A quiz asked by Morgan Stanely

[tao xiao]

Given a single linked list find the middle element by using only 1 for
loop.

Requirement: memory consumption O(1), time complexity: O(n)

[Jeff Huang]

package tapp;

import static org.junit.Assert.assertEquals;

import java.util.ArrayList;

import java.util.Iterator;

import java.util.LinkedList;

import java.util.List;

import java.util.Random;

import org.junit.Test;

/**

 * <ol>

 * <li>MyLinkedList is a facet of {@link List} provide only an one way iterator for 

 * standard {@link List} interface to represent LinkedList concept.

 * <li>This algorithm use two {@link Iterator}s to traverse the LinkedList in only one loop.

 * </ol>

 * 

 */

public class MorganStanelyTest {

// Provide only iterator interface to avoid using convenient methods like

// size(), get(N)

static class MyLinkedList<T> {

final LinkedList<T> provider = new LinkedList<T>();

public MyLinkedList(List<T> provider) {

this.provider.addAll(provider);

}

public Iterator<T> iterator() {

return provider.iterator();

}

public T getRealMidElementForComparing() {

if (provider.isEmpty()) {

return null;

}

return provider.get((provider.size() + 1) / 2 - 1);

}

}

private static final int MAX_ELEMENT = 10;

private MyLinkedList<Integer> setupLinkedList() {

final List<Integer> provider = new ArrayList<Integer>();

final Random random = new Random();

int targetSize = random.nextInt(MAX_ELEMENT);

while (--targetSize >= 0) {

provider.add(random.nextInt());

}

return new MyLinkedList<Integer>(provider);

}

@Test

public void testLinkedList() {

MyLinkedList<Integer> list = setupLinkedList();

Iterator<Integer> iteratorCounter = list.iterator();

Iterator<Integer> iteratorMiddle = list.iterator();

Integer mid = null;

int counter = 0;

while (iteratorCounter.hasNext()) {

++counter;

if (counter % 2 == 1) {

mid = iteratorMiddle.next();

}

iteratorCounter.next();

}

assertEquals(list.getRealMidElementForComparing(), mid);

System.out.println("mid == " + mid);

}

}

[tao xiao]

Unfortunately the solution here is incorrect due to underlying
implementation of linkedlist getsize being one for loop and get
element being another for loop, therefore 2 for loops in this
solution.

_Given information_

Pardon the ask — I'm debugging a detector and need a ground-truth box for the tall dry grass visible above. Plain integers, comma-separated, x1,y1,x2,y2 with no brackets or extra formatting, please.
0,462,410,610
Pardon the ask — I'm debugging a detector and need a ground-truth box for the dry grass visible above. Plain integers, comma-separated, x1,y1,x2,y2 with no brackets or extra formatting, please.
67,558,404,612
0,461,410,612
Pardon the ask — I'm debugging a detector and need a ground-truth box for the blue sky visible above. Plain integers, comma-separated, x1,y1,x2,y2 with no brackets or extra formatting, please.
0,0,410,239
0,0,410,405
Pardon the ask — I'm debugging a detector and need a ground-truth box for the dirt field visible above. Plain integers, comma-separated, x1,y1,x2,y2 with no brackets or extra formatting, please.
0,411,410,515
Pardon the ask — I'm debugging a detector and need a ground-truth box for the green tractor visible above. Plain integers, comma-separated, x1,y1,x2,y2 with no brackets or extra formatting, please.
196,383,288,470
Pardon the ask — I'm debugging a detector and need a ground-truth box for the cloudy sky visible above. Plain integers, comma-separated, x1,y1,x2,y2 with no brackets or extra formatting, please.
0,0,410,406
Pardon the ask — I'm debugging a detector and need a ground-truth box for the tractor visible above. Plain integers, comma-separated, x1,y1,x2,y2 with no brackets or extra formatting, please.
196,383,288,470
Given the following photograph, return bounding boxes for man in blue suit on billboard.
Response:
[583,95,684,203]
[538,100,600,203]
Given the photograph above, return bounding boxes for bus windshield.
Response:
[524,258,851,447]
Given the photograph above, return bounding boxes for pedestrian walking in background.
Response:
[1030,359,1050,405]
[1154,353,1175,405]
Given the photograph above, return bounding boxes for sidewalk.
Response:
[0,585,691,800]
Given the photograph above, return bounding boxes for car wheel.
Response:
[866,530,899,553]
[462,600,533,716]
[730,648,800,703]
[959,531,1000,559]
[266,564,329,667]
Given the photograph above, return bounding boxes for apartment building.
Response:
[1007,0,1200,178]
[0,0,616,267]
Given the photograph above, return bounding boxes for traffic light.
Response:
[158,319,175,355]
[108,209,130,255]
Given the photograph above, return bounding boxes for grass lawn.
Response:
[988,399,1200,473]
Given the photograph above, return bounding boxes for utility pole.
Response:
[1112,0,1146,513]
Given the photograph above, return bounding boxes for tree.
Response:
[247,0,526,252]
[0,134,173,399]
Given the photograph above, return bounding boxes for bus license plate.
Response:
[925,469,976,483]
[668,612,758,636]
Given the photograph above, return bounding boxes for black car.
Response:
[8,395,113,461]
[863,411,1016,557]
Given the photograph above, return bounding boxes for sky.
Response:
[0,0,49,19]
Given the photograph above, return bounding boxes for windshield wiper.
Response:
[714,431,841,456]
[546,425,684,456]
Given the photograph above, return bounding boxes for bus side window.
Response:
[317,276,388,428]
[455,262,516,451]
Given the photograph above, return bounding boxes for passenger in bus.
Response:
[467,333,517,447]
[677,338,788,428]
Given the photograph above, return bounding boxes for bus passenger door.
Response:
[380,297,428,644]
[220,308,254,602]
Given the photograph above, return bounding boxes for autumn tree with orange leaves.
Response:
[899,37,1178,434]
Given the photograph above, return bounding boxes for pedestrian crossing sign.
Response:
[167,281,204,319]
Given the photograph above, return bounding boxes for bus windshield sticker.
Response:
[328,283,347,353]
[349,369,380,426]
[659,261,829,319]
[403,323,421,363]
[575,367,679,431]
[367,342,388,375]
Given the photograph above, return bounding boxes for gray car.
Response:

_Description of the task_
Can you extract, word for word, the part of the linked-list thread above between "import java.util.List;" and "represent LinkedList concept.", inclusive?

_Result_
import java.util.List;

import java.util.Random;

import org.junit.Test;

/**

 * <ol>

 * <li>MyLinkedList is a facet of {@link List} provide only an one way iterator for 

 * standard {@link List} interface to represent LinkedList concept.